WHAT YOU NEED TO DO ▸ Find the line containing "Class, locate every instance of the guard" in the material below; copy that line and all following lines exactly.

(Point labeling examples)
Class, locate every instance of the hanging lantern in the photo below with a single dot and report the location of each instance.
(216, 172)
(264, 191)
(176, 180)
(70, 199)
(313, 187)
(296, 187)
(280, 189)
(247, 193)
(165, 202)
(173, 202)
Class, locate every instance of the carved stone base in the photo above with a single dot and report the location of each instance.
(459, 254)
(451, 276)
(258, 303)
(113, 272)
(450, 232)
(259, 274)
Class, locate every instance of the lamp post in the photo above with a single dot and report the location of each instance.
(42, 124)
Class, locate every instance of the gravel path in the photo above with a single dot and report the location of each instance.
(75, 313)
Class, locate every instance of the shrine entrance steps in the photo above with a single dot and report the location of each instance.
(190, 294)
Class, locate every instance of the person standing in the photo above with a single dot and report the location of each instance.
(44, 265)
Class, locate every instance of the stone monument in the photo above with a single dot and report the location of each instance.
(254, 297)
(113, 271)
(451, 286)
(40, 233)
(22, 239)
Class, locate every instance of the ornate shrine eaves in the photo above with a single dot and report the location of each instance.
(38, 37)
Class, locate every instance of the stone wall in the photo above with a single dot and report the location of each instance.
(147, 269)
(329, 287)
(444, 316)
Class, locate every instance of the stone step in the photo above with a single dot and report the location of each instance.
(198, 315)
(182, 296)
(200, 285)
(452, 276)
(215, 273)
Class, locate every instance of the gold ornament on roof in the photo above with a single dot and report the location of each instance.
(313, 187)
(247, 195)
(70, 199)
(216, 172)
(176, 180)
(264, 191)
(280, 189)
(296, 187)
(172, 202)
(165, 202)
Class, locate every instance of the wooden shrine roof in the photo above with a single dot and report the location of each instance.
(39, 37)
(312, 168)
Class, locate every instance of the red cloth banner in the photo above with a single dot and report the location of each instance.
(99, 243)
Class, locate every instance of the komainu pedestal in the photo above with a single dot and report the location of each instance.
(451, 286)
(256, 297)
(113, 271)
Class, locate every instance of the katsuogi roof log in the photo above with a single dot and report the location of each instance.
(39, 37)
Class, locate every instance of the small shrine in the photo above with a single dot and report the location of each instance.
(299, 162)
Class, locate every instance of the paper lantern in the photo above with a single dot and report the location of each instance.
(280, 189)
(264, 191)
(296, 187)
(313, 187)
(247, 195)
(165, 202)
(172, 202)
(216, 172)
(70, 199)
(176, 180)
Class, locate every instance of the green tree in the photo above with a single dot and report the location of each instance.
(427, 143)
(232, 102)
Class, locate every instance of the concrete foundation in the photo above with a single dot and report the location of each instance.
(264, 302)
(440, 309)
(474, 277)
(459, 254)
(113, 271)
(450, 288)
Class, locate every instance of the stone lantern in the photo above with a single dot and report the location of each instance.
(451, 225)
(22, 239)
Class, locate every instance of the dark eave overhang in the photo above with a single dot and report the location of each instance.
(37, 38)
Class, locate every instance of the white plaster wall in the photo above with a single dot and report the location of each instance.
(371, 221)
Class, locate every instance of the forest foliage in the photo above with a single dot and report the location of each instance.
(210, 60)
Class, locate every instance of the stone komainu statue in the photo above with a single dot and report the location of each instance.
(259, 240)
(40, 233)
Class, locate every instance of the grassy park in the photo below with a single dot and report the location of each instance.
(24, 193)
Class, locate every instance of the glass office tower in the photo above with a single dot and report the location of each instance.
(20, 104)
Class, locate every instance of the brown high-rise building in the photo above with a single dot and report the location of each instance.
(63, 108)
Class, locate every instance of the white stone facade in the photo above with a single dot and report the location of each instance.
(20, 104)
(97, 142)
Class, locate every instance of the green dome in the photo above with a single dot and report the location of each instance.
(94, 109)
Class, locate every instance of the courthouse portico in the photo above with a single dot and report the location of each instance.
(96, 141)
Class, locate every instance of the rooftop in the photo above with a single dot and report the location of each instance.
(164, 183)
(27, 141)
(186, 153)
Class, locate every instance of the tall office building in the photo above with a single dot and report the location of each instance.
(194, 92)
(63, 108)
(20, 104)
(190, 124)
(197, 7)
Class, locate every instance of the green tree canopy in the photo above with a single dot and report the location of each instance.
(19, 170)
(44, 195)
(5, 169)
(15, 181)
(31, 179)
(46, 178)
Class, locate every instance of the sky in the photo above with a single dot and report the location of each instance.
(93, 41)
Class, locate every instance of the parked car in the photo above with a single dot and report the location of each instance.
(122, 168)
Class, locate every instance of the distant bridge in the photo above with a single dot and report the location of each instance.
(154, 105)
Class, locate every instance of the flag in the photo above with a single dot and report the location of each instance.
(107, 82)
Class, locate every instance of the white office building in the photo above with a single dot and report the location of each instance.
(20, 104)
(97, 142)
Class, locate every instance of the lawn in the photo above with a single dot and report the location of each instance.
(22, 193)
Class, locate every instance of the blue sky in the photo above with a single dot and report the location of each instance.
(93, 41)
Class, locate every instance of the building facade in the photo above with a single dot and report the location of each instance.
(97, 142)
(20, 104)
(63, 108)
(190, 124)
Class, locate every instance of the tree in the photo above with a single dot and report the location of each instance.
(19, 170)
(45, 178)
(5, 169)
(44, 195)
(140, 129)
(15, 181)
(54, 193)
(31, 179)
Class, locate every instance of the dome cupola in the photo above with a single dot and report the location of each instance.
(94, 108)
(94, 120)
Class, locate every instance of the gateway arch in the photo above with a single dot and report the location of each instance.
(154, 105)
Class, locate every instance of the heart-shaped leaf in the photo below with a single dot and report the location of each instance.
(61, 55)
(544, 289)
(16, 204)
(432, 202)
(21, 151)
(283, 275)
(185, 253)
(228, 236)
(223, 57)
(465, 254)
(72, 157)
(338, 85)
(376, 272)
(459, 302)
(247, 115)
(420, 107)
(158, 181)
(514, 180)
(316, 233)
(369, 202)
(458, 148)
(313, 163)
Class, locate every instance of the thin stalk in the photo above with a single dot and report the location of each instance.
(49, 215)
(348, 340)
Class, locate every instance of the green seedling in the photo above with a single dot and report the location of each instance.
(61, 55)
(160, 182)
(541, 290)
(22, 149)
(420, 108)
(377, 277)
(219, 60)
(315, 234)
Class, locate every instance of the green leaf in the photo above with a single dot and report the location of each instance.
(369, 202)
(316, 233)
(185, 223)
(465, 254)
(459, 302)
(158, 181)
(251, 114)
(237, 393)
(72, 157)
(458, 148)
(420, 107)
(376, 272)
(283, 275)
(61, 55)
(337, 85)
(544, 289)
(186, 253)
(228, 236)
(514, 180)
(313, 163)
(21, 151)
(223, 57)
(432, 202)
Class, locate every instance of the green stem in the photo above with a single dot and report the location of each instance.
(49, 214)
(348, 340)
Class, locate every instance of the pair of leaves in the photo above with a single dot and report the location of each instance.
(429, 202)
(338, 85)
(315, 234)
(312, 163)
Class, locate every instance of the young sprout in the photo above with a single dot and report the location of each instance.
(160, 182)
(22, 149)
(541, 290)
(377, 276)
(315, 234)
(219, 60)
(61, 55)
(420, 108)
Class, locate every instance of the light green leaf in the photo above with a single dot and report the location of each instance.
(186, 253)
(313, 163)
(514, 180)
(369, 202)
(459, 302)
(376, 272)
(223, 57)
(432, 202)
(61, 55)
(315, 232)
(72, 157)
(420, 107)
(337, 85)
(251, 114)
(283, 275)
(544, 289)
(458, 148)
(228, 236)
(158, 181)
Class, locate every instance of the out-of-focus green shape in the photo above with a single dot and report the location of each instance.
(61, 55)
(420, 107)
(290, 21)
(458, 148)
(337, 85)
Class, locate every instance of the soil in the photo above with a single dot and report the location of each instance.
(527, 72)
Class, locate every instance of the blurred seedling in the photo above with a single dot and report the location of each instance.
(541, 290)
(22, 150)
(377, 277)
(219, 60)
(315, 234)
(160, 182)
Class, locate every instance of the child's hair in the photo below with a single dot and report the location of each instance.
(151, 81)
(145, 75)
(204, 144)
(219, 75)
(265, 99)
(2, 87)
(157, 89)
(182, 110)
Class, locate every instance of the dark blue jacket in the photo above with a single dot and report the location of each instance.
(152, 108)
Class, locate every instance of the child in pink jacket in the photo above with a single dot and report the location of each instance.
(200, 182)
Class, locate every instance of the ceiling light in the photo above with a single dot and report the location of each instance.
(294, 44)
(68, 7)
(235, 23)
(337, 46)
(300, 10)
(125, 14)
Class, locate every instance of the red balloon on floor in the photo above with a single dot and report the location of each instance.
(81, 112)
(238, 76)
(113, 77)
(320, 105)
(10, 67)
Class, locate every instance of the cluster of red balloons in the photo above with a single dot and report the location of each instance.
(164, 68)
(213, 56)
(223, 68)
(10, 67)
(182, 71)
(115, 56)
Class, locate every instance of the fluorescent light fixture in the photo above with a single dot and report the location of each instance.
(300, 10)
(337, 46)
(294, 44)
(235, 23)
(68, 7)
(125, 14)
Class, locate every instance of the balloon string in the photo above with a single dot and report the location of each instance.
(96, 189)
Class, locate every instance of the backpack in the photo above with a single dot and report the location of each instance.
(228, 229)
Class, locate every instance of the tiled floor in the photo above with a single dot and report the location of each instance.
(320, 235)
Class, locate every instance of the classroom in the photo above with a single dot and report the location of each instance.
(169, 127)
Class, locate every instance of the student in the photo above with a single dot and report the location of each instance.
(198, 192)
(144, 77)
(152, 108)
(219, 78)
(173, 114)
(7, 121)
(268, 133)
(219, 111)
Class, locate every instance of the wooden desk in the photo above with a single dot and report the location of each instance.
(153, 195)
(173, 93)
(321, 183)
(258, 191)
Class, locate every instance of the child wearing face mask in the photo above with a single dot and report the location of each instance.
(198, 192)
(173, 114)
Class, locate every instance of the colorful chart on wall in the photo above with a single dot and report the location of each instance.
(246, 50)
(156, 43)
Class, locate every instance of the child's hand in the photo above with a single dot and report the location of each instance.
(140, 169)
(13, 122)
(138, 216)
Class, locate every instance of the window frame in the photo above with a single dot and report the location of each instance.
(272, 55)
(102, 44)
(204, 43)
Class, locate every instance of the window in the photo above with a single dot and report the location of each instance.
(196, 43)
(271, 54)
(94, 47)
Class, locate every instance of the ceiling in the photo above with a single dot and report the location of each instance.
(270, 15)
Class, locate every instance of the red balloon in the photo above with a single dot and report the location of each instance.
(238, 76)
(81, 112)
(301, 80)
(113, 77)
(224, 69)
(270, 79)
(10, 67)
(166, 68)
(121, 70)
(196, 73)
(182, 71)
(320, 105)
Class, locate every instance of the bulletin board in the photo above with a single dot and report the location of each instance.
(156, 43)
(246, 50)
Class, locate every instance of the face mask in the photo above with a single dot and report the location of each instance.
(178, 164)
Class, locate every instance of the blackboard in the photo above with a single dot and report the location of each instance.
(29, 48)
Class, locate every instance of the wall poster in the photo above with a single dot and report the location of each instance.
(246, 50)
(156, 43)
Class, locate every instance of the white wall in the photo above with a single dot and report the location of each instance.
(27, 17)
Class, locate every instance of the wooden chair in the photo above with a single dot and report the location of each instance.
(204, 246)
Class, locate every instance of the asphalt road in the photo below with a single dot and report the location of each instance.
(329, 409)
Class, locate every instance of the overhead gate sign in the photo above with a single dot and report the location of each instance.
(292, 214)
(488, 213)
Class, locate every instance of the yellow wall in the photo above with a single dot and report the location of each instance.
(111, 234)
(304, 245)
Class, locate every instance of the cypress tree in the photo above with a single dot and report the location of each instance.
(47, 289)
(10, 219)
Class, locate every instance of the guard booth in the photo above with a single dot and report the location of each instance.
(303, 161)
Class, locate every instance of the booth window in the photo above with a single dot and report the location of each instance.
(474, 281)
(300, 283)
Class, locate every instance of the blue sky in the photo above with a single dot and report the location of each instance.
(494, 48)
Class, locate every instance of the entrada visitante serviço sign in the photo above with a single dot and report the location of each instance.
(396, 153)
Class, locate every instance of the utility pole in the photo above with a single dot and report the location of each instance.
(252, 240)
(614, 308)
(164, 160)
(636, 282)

ANSWER TO THIS PROBLEM ▸
Class, locate every instance of the guard booth in the photo above with a single dot and report the location of each instance.
(303, 161)
Class, locate every instance of the booth window in the photo above with a single dot and report the location of each instance.
(474, 281)
(300, 283)
Class, locate every instance of the blue sky in the photo above with a single dot and report the location of each instance.
(494, 48)
Class, locate every instance of the entrada visitante serviço sign in the photo above with a single dot and report the location of each instance.
(396, 153)
Class, locate every instance of the utility pole in the photo above with a single dot and report the location of each instance.
(252, 240)
(614, 308)
(164, 160)
(636, 282)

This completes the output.